(Excerpts of labeled region data)
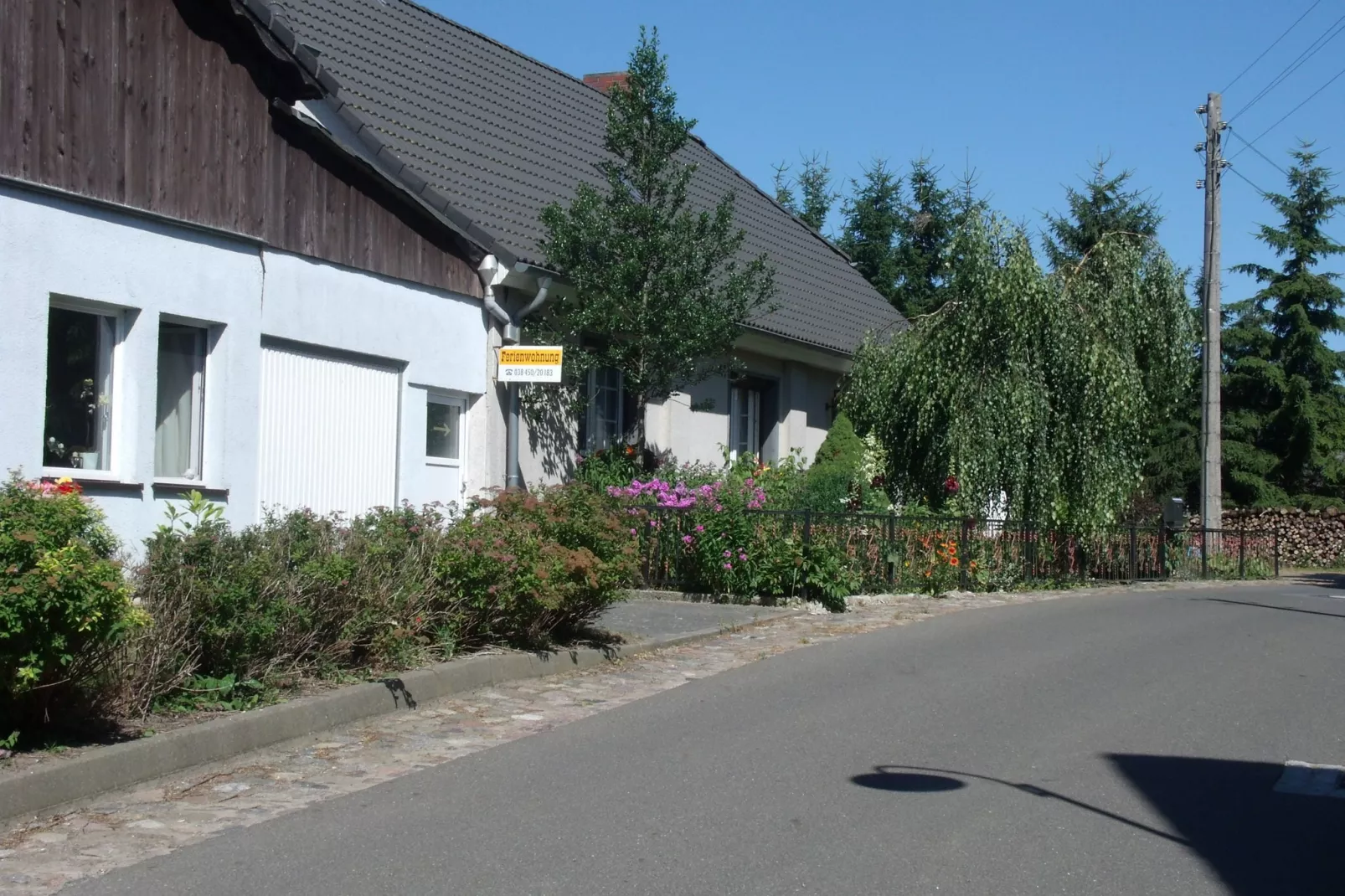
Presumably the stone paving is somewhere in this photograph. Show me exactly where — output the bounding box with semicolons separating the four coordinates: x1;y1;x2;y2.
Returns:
0;590;1259;896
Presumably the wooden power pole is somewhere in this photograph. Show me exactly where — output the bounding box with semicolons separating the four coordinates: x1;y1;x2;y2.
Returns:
1196;93;1227;528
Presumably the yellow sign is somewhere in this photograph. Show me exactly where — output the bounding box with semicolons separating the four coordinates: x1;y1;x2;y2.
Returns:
497;346;564;382
500;346;562;364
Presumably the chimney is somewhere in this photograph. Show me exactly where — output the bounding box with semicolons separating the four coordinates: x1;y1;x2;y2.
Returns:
584;71;626;93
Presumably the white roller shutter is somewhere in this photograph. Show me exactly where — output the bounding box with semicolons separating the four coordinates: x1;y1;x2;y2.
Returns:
257;344;401;514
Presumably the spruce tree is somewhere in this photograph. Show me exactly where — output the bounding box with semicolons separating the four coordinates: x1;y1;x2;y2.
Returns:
1043;157;1163;270
893;159;961;317
1224;142;1345;506
537;28;773;445
775;152;839;233
837;159;904;310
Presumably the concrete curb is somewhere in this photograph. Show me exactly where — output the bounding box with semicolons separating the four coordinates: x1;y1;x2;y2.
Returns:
0;610;801;821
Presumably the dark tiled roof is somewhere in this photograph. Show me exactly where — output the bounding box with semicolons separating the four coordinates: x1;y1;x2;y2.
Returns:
267;0;901;353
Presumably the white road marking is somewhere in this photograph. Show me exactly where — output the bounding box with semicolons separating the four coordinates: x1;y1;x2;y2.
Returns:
1274;760;1345;799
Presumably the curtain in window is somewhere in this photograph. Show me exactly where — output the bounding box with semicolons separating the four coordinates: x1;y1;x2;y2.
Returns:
155;326;200;476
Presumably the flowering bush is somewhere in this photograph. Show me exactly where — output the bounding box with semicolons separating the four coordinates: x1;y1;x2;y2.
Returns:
923;535;975;597
0;474;145;734
606;457;822;597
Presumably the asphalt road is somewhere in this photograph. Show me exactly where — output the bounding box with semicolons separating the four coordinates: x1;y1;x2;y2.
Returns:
69;583;1345;896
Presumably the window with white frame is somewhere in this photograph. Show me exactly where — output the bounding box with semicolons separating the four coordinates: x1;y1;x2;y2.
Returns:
155;323;210;479
729;386;761;460
584;368;626;452
425;392;466;466
42;304;118;470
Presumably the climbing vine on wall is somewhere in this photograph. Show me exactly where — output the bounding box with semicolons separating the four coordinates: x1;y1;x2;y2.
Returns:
842;215;1196;528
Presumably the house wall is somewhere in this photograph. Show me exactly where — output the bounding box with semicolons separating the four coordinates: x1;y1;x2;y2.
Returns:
647;351;841;463
0;184;490;548
513;340;841;486
0;0;482;296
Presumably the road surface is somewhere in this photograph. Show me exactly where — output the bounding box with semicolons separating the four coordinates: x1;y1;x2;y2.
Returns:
63;579;1345;896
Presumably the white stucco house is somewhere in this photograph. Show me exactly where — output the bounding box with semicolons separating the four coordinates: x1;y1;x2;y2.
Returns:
0;0;903;550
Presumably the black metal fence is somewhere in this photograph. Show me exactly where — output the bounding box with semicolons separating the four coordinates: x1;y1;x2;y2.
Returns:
639;507;1279;596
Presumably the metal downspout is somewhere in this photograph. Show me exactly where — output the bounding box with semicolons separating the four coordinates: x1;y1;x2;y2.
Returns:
477;255;551;490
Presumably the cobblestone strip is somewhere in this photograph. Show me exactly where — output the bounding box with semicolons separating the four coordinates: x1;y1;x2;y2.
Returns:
0;590;1215;896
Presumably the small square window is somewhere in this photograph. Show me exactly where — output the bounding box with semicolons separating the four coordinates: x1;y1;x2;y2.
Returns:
42;306;117;470
425;394;466;461
155;323;207;479
584;368;626;452
729;386;761;460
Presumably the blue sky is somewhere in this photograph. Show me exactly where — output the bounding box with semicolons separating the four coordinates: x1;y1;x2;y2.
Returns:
422;0;1345;331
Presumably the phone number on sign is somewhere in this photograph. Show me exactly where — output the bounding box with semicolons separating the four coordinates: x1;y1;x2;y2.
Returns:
500;364;561;379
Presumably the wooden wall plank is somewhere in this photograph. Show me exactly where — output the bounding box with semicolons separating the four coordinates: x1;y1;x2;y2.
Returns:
0;0;482;296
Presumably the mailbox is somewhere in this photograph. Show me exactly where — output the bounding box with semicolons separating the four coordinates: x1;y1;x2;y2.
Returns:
1163;497;1186;530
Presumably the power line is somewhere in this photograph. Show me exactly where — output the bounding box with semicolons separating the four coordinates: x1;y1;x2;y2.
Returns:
1225;128;1289;178
1224;166;1271;199
1219;0;1322;93
1228;15;1345;121
1229;61;1345;159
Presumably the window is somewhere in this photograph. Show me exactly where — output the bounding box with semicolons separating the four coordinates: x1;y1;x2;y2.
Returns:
584;368;626;451
729;386;761;460
425;393;466;464
155;323;207;479
42;306;117;470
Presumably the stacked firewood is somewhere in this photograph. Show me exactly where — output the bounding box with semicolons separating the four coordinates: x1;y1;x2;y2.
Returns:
1190;507;1345;566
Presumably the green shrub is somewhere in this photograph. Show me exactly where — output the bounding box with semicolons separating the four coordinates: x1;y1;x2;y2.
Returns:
801;413;888;514
433;486;639;648
135;487;637;708
0;474;145;734
575;445;657;492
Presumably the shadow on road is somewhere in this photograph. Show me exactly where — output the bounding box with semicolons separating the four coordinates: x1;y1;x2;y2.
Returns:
850;754;1345;896
1286;572;1345;588
1107;754;1345;896
1194;597;1345;619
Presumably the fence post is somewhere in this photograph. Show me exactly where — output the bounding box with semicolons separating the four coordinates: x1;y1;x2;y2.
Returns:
799;507;812;600
884;512;897;585
957;517;971;590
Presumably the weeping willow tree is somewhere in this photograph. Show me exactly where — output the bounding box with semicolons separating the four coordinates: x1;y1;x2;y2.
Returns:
842;215;1196;528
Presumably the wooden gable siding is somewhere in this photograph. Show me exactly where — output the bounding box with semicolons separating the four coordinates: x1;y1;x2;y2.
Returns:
0;0;482;296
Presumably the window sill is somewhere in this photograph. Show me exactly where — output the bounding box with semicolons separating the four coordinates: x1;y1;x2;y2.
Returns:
40;466;145;491
152;477;229;497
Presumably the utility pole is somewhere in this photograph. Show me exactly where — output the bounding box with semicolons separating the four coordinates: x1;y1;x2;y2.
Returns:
1196;93;1228;528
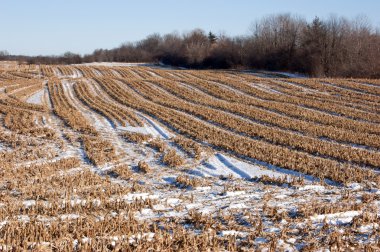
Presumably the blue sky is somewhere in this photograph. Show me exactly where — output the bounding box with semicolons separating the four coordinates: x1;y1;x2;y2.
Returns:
0;0;380;55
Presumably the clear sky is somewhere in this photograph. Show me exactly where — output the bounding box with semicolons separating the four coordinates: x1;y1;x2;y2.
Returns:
0;0;380;55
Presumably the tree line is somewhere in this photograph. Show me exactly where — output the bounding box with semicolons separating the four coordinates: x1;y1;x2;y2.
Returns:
0;14;380;78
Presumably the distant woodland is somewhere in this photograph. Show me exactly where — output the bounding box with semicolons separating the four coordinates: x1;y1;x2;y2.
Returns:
0;14;380;78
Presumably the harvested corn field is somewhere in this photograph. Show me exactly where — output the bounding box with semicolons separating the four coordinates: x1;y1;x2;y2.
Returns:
0;61;380;251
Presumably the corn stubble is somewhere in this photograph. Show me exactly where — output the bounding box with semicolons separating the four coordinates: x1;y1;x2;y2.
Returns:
0;64;380;251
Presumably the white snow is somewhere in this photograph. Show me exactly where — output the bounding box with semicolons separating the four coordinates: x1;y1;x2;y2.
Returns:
123;193;159;201
310;211;361;225
195;153;287;179
298;185;325;191
223;191;245;197
26;89;45;104
220;230;248;237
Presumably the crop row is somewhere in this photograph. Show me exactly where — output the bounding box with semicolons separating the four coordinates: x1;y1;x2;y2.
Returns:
98;79;378;182
146;80;380;152
120;78;380;167
74;83;141;126
48;79;97;135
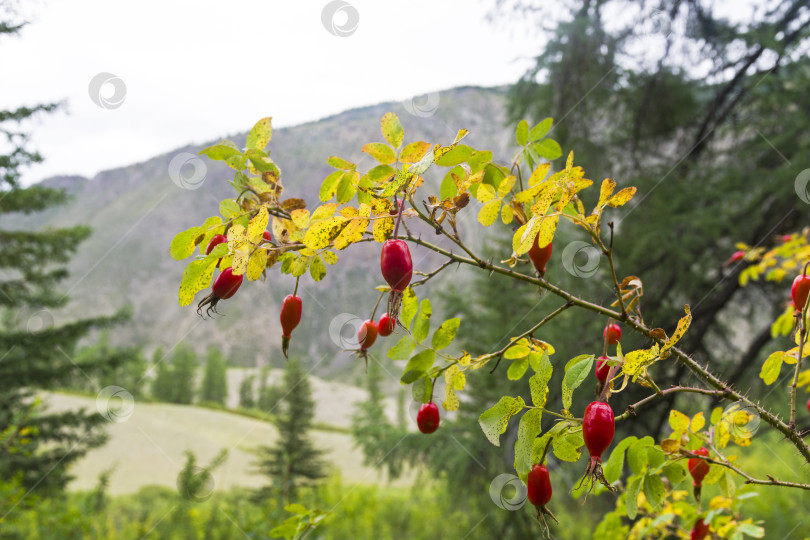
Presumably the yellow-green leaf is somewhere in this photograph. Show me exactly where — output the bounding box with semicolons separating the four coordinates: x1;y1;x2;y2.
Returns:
380;113;405;148
478;199;501;227
304;216;347;249
246;116;273;150
362;143;397;165
607;187;636;208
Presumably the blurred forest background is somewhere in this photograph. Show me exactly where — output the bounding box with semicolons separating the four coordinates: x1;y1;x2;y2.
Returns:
0;0;810;539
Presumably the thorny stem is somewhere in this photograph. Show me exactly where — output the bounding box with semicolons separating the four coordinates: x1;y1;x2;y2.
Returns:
400;227;810;463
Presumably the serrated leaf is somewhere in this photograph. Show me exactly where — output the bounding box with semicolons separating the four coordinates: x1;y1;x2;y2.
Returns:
400;349;436;384
478;396;525;446
413;298;433;343
478;198;501;227
388;336;416;360
515;409;543;476
431;317;461;351
624;476;642;519
399;141;431;163
245;116;273;150
169;227;202;261
607;187;636;208
380;112;405;148
644;473;666;511
309;255;326;281
304;216;347;249
529;354;554;407
372;217;395;244
531;139;562;161
506;358;529;381
669;409;689;431
326;156;357;171
759;351;785;385
602;435;638;484
529;118;554;142
362;143;397;165
562;354;593;409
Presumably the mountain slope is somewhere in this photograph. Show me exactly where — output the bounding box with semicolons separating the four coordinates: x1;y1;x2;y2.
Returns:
9;88;511;375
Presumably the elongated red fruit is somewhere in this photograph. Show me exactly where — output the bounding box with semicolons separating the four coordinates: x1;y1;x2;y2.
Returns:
280;294;303;358
529;238;553;276
689;447;709;487
357;320;379;351
790;274;810;311
582;401;615;459
689;518;709;540
416;401;441;433
377;313;397;337
596;356;610;382
205;234;228;255
197;268;244;315
602;323;622;345
526;463;551;507
380;240;413;293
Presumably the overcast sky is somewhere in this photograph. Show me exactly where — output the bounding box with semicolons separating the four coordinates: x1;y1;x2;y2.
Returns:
0;0;539;184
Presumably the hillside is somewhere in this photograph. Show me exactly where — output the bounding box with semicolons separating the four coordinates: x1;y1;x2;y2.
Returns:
9;88;511;377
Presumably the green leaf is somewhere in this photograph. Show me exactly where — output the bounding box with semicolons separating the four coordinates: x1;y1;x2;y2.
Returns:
602;435;638;484
478;396;525;446
644;474;666;511
529;353;554;407
515;120;529;146
388;336;416;360
430;317;461;351
309;255;326;281
318;171;345;202
759;351;786;385
400;349;436;384
399;287;419;328
200;141;242;161
506;358;529;381
529;118;554;142
169;227;203;261
515;409;543;477
627;435;655;474
362;143;397;165
413;298;433;343
380;113;405;148
624;476;643;519
245;116;273;150
562;354;593;410
532;139;562;161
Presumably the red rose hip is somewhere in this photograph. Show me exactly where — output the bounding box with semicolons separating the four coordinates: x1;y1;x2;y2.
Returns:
416;401;441;434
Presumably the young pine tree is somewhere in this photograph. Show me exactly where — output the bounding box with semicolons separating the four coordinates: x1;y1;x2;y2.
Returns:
256;360;326;504
200;345;228;406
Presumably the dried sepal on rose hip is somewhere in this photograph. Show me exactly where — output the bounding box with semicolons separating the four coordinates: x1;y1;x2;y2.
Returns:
577;401;617;492
197;268;244;316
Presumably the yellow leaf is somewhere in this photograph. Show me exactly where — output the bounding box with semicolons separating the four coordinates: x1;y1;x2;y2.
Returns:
478;198;501;227
290;208;309;229
498;174;517;197
309;203;338;223
475;184;495;203
664;412;689;431
661;304;692;358
529;163;551;187
596;178;616;208
622;344;660;378
304;216;346;249
501;205;515;225
373;218;394;244
245;249;267;281
608;187;636;208
689;412;706;433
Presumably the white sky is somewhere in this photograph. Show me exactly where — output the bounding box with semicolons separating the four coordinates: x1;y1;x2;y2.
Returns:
0;0;540;184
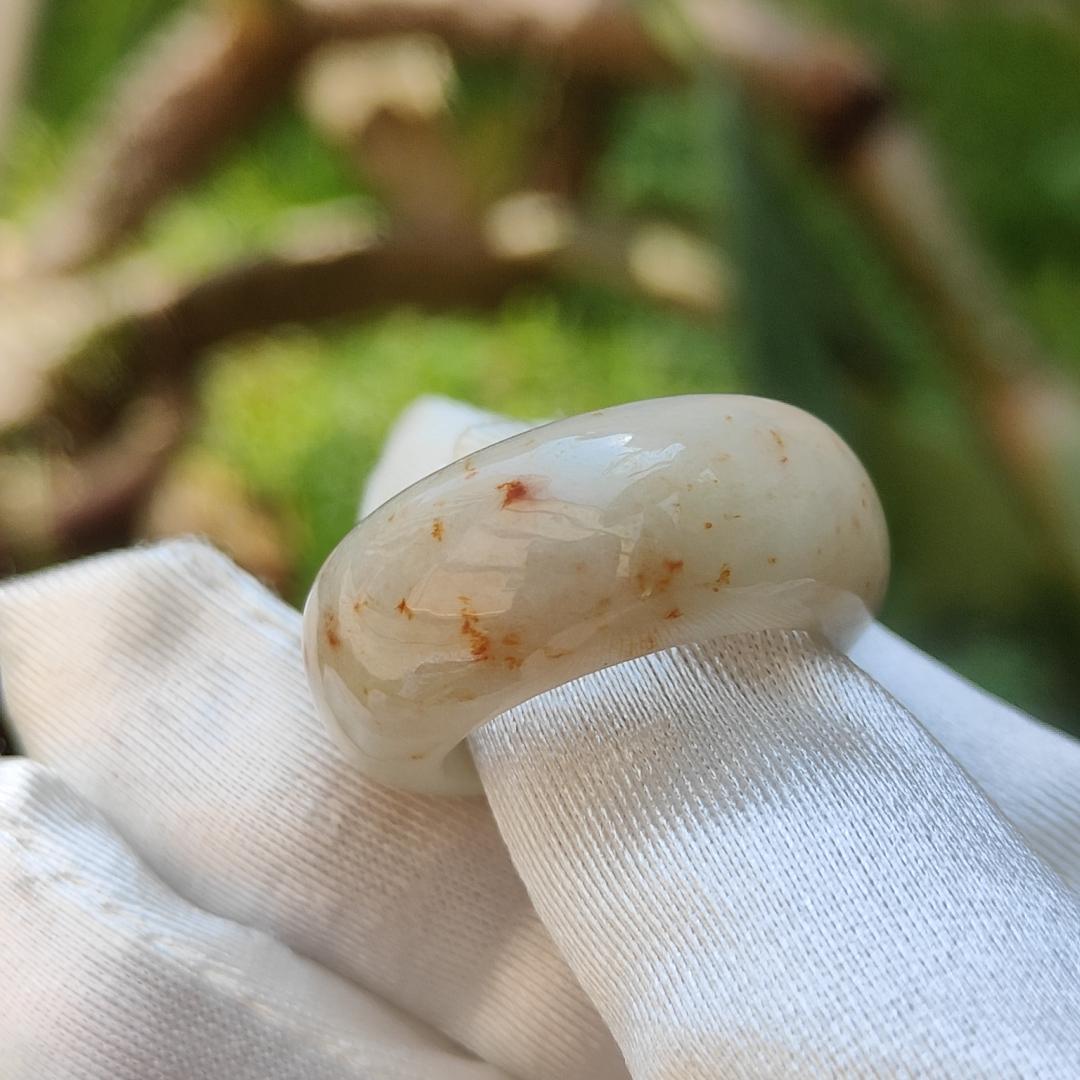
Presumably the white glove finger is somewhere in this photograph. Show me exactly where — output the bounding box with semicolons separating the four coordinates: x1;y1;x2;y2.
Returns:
849;624;1080;893
470;633;1080;1080
0;543;625;1080
0;758;507;1080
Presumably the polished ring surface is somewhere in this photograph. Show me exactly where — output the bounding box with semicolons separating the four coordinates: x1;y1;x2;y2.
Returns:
303;395;889;795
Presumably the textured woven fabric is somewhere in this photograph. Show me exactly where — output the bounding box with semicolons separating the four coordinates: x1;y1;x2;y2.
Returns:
473;634;1080;1078
0;402;1080;1080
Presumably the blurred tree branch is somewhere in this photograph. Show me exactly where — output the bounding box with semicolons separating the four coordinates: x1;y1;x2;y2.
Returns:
27;0;308;273
2;0;1080;597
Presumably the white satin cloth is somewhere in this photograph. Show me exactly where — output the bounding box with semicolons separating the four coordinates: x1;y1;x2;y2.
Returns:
0;400;1080;1080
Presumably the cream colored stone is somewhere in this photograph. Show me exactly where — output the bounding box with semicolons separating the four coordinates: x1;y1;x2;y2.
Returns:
305;395;889;794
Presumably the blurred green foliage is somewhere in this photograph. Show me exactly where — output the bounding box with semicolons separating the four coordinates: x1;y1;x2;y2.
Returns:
8;0;1080;730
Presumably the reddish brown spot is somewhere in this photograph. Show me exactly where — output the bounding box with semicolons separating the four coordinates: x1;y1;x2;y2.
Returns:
497;480;531;510
713;563;731;593
634;558;683;596
461;607;491;660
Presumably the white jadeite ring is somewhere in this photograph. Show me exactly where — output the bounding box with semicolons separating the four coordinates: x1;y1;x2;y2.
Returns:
303;395;889;795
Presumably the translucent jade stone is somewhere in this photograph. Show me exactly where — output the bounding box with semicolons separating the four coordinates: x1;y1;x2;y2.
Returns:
305;395;889;795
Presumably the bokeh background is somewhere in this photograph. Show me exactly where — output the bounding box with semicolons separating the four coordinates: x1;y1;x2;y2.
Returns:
0;0;1080;731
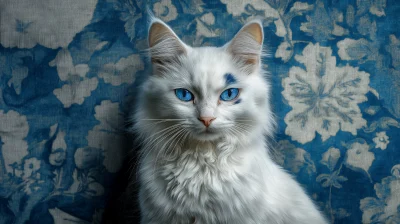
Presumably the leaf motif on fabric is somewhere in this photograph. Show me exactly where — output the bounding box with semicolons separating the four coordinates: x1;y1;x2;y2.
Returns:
320;147;340;171
275;140;316;175
300;1;349;42
344;141;375;180
86;100;125;173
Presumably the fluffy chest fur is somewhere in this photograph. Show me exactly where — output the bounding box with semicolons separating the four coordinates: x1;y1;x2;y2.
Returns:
142;143;266;224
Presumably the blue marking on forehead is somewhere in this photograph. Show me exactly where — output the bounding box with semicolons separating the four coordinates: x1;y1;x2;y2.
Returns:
224;73;236;85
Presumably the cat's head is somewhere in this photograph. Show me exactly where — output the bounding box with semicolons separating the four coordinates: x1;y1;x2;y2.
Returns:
136;19;272;145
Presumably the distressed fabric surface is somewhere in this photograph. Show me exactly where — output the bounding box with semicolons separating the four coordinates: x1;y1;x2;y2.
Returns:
0;0;400;224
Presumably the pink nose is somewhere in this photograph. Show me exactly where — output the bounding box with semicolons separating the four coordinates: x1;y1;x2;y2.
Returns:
198;117;215;127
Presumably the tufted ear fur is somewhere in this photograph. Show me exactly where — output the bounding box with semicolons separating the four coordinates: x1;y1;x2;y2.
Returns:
225;21;264;71
148;19;187;65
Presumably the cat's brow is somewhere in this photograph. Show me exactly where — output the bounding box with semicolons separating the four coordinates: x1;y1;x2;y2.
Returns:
224;73;236;85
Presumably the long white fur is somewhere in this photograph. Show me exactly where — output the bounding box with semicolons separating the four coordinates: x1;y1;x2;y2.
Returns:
133;20;327;224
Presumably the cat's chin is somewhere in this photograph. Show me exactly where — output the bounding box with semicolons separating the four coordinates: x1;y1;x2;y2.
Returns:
194;130;222;141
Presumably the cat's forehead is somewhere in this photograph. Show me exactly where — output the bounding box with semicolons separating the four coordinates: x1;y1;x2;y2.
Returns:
188;47;237;88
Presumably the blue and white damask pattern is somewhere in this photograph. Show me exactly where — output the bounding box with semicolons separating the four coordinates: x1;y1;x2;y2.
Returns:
0;0;400;224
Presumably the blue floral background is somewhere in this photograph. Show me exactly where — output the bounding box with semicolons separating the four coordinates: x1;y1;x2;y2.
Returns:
0;0;400;224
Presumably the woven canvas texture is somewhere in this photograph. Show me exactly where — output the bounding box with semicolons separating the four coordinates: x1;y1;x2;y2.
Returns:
0;0;400;224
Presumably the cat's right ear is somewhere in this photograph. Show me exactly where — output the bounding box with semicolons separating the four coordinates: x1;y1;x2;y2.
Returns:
148;19;188;65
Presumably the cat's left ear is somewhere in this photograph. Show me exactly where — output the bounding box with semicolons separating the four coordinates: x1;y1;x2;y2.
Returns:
148;18;188;64
224;20;264;71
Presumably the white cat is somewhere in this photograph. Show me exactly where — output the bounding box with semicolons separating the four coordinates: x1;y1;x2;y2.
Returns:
133;19;327;224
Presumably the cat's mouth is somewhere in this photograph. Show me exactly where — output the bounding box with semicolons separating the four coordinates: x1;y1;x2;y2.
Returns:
196;128;221;141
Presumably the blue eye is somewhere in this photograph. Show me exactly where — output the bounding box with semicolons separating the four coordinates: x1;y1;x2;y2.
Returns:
219;88;239;101
175;88;194;101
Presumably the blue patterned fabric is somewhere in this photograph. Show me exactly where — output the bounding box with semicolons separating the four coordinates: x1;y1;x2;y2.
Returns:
0;0;400;224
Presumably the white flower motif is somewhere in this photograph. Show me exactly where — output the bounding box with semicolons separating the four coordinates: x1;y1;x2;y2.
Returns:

#### Goal
Copy the items word for word, starting at their very beginning and going on through the line that contains "1196;93;1227;528". Leave out the pictures.

#### Finished exercise
Presumably the stone paving is somewhere in this photograph. Show me exactly where — output the bounding box with semicolons separating the four coordinates: x1;y1;x2;y2.
Returns:
0;590;1259;896
Presumably the wooden power pole is somewhere in this photograph. Show me exactly where — output the bounding box with semicolons separating the four coordinates: x1;y1;x2;y2.
Returns:
1196;93;1227;528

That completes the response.